Render every line of the records below as a Markdown table with two columns, "Row" holding the row number and "Line" holding the line itself. Omit blank lines.

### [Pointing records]
-------------------------

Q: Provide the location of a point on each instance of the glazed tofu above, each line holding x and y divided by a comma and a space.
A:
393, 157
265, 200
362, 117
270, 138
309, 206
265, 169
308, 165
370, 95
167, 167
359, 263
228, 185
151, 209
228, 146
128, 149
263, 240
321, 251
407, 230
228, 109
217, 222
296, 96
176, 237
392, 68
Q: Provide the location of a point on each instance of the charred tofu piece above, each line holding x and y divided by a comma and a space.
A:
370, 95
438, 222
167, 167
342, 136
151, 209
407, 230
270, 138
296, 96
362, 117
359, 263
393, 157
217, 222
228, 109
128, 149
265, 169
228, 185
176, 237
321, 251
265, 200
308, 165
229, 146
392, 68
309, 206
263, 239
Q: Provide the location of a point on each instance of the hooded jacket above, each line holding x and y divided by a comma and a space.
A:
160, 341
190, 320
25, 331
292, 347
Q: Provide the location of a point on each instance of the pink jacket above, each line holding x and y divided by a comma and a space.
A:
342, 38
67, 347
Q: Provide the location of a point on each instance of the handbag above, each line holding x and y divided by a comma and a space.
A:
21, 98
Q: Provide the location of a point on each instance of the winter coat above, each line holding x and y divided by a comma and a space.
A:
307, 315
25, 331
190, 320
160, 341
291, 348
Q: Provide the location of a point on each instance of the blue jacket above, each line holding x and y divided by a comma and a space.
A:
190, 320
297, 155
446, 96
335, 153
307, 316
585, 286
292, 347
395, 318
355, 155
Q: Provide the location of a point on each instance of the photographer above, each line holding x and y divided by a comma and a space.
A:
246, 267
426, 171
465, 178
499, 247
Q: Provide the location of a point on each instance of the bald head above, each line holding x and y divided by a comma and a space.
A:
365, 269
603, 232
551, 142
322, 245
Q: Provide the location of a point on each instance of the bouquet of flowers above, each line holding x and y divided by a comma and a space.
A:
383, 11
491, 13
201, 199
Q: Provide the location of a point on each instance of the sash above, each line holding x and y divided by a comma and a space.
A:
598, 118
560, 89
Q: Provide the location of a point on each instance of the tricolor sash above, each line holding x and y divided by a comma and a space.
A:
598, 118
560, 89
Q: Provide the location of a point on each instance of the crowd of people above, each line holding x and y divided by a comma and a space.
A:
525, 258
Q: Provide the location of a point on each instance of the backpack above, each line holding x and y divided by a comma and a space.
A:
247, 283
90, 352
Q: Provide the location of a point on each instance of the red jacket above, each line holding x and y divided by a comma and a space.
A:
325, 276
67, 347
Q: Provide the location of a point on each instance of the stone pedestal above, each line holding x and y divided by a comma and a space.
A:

-------------------------

### [OUTPUT OF THE TASK]
| Row | Line |
|---|---|
| 1 | Q: Provide the location of a point on each instance of the glazed tofu above, each line holding x and y divided by a comma and a space. |
| 2 | A: |
| 3 | 393, 157 |
| 4 | 265, 200 |
| 5 | 362, 117 |
| 6 | 270, 138 |
| 7 | 309, 206 |
| 8 | 265, 169 |
| 9 | 308, 165 |
| 10 | 370, 95 |
| 11 | 167, 167 |
| 12 | 359, 263 |
| 13 | 228, 185 |
| 14 | 151, 209 |
| 15 | 228, 146 |
| 16 | 128, 149 |
| 17 | 263, 240 |
| 18 | 321, 251 |
| 19 | 407, 230 |
| 20 | 228, 109 |
| 21 | 217, 222 |
| 22 | 296, 96 |
| 23 | 176, 237 |
| 24 | 392, 68 |
| 25 | Q: Provide the location of a point on each instance of the charred tofu piece above, each line holding x and y divided by a comma and a space. |
| 26 | A: |
| 27 | 370, 95 |
| 28 | 438, 222 |
| 29 | 167, 167 |
| 30 | 342, 136 |
| 31 | 151, 209 |
| 32 | 407, 230 |
| 33 | 270, 138 |
| 34 | 296, 96 |
| 35 | 362, 117 |
| 36 | 359, 263 |
| 37 | 393, 157 |
| 38 | 217, 222 |
| 39 | 228, 109 |
| 40 | 128, 149 |
| 41 | 265, 169 |
| 42 | 228, 185 |
| 43 | 176, 237 |
| 44 | 321, 251 |
| 45 | 265, 200 |
| 46 | 308, 165 |
| 47 | 229, 146 |
| 48 | 392, 68 |
| 49 | 309, 206 |
| 50 | 263, 239 |
| 51 | Q: Provide the location of a point on each instance of the hooded jacket above, each line holding x and y divided by a comma and a space. |
| 52 | A: |
| 53 | 160, 341 |
| 54 | 190, 320 |
| 55 | 25, 331 |
| 56 | 292, 347 |
| 57 | Q: Provide the location of a point on each instance of the pink jacket above, each line holding x and y divided by a comma and a space. |
| 58 | A: |
| 59 | 342, 38 |
| 60 | 67, 347 |
| 61 | Q: Provide the location of a point on each instance of the handbag above, each line holding x and y divided by a comma and a space. |
| 62 | A: |
| 63 | 21, 98 |
| 64 | Q: Provide the location of a point on each instance of the winter coat above, each line holding x and y divided by a comma and a space. |
| 65 | A: |
| 66 | 307, 315 |
| 67 | 25, 331 |
| 68 | 190, 320 |
| 69 | 160, 341 |
| 70 | 291, 348 |
| 71 | Q: Provide the location of a point on each instance of the blue jacket above, each line holding x and y divided by a comma and a space. |
| 72 | A: |
| 73 | 190, 320 |
| 74 | 297, 155 |
| 75 | 446, 96 |
| 76 | 335, 153 |
| 77 | 307, 316 |
| 78 | 585, 286 |
| 79 | 292, 347 |
| 80 | 395, 318 |
| 81 | 355, 155 |
| 82 | Q: Provide the location of a point on each instance of the photographer above, each line holding x and y divided by a comma and a space. |
| 83 | A: |
| 84 | 246, 267 |
| 85 | 426, 171 |
| 86 | 465, 178 |
| 87 | 499, 247 |
| 88 | Q: Provide the location of a point on each instance of the bald head above, each line holding x and y divided by a comma and a space. |
| 89 | A: |
| 90 | 365, 269 |
| 91 | 603, 232 |
| 92 | 551, 142 |
| 93 | 322, 245 |
| 94 | Q: Provide the location of a point on each instance of the bouquet of flowers above, each line holding x and y divided by a comma and a space. |
| 95 | A: |
| 96 | 383, 11 |
| 97 | 491, 13 |
| 98 | 201, 199 |
| 99 | Q: Provide the location of a point on each instance of the sash above, each line holding x and y divided by a comma and a space. |
| 100 | A: |
| 101 | 598, 118 |
| 102 | 560, 89 |
| 103 | Q: Provide the location of a point on each instance of the tricolor sash above, each line holding x and y divided by a comma and a space. |
| 104 | A: |
| 105 | 598, 118 |
| 106 | 560, 89 |
| 107 | Q: Provide the location of a point on each instance of the crowd of people above, each line holding x and y divided by a comma and a space. |
| 108 | A: |
| 109 | 525, 258 |
| 110 | Q: Provide the location of a point on each instance of the backpack above, each line holding x and y divided by a comma and a space. |
| 111 | A: |
| 112 | 247, 283 |
| 113 | 90, 352 |
| 114 | Q: Provide the location of a point on each instance of the red jacket above, each line holding x and y divided by a comma and a space. |
| 115 | A: |
| 116 | 325, 276 |
| 117 | 67, 347 |
| 118 | Q: Provide the location of a point on each instance of the stone pedestal above, each line holding x and y divided by a comma and a space. |
| 119 | A: |